* REQUIRED TASK
Copy out, character for character, the rows below from the line containing "Task: each instance of the green grass" through the line containing "[[116, 63], [151, 50]]", including both of those lines. Give nothing else.

— BEGIN GIVEN DATA —

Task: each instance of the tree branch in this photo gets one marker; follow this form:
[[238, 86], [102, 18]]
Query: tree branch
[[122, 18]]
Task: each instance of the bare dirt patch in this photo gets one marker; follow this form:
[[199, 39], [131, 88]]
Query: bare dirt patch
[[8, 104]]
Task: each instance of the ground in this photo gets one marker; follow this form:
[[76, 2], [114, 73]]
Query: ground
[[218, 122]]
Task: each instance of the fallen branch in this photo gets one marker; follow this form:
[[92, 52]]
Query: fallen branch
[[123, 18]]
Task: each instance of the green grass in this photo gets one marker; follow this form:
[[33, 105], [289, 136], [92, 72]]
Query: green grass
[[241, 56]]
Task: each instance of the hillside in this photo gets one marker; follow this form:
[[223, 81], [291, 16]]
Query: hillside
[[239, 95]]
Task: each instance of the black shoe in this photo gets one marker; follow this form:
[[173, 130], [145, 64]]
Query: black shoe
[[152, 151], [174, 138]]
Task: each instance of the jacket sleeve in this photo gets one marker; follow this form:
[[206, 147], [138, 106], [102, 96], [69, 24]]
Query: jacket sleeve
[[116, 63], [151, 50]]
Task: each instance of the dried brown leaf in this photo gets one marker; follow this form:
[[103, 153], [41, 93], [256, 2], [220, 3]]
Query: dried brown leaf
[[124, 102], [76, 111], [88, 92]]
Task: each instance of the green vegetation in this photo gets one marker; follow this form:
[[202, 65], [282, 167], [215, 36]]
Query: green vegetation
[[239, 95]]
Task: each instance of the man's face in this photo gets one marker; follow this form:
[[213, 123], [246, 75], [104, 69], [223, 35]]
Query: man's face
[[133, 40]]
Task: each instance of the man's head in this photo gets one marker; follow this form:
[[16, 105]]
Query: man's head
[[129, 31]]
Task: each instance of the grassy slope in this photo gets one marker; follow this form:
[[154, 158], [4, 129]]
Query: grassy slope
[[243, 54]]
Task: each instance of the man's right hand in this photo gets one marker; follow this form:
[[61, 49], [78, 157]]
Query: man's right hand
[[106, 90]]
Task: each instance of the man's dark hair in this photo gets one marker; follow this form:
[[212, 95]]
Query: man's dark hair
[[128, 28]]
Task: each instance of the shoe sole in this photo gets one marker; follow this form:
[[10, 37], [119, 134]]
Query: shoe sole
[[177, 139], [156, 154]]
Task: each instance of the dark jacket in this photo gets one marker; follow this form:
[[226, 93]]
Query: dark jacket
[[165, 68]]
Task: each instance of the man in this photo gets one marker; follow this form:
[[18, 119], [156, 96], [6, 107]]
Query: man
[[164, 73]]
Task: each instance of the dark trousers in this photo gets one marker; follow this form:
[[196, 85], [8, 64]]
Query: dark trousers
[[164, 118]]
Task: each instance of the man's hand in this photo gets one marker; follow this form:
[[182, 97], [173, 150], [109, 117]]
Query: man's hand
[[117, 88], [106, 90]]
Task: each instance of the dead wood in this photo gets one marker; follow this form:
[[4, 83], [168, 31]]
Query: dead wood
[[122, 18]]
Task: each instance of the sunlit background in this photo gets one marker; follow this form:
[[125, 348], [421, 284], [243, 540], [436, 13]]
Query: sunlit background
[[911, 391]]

— END GIVEN DATA —
— BEGIN GIVEN DATA —

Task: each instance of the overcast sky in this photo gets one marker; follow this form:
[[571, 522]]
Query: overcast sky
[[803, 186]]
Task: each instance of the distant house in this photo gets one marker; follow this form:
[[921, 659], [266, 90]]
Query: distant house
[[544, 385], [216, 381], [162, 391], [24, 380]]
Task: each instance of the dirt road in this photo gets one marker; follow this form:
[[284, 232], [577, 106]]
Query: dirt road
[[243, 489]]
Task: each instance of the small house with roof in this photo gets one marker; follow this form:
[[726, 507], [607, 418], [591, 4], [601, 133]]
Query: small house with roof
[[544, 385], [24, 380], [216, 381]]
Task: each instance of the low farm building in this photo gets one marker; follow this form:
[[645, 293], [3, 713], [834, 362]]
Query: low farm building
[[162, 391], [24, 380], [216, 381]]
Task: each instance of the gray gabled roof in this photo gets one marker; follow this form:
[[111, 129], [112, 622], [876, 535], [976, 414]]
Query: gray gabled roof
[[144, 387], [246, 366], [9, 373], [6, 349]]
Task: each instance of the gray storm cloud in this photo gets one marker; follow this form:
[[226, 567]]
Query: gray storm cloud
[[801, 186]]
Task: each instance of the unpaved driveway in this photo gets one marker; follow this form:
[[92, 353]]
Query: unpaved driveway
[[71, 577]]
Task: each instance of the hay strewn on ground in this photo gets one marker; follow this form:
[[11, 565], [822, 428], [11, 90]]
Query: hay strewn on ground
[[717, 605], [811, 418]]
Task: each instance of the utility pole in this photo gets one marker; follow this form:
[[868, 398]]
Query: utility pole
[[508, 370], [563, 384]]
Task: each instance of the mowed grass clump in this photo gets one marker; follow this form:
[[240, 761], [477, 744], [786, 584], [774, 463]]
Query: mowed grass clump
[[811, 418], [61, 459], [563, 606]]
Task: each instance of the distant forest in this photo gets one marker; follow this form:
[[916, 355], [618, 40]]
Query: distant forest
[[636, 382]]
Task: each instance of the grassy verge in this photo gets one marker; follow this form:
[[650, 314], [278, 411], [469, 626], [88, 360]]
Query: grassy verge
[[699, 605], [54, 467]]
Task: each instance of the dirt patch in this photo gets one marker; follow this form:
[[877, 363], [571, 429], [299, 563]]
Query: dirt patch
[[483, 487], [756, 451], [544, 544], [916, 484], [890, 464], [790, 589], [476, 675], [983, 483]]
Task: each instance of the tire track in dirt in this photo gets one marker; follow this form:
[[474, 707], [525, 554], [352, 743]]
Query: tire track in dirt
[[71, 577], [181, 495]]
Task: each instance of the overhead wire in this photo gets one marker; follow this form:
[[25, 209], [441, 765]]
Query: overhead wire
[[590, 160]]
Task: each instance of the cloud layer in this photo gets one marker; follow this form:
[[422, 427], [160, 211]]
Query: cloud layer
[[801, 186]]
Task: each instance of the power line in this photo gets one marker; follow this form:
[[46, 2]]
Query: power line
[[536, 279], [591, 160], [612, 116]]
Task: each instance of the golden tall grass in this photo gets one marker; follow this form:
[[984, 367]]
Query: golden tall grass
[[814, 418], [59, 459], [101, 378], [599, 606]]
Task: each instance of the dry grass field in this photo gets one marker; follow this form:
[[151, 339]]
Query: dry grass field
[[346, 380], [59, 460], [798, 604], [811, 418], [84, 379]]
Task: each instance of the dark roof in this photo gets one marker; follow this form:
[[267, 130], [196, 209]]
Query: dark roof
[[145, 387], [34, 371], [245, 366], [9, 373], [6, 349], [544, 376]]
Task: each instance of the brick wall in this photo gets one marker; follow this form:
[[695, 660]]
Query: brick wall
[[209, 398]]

— END GIVEN DATA —

* FULL OUTPUT
Task: each instance of the green grass in this photo gets one marker; follow this form:
[[33, 105], [289, 136], [92, 72]]
Query: green grass
[[241, 56]]
Task: each instance of the hillside in this photo gets one marker; follow this form:
[[223, 81], [291, 16]]
Query: hillside
[[239, 95]]
Task: each instance of the black shoe in this photo gets one marker; follow this form:
[[173, 130], [145, 64]]
Query: black shoe
[[152, 151], [174, 138]]
Task: each instance of the jacket sleeve in this photo gets one marker; follow this form:
[[206, 147], [138, 106], [102, 96], [69, 24]]
Query: jacket sleeve
[[116, 63], [151, 50]]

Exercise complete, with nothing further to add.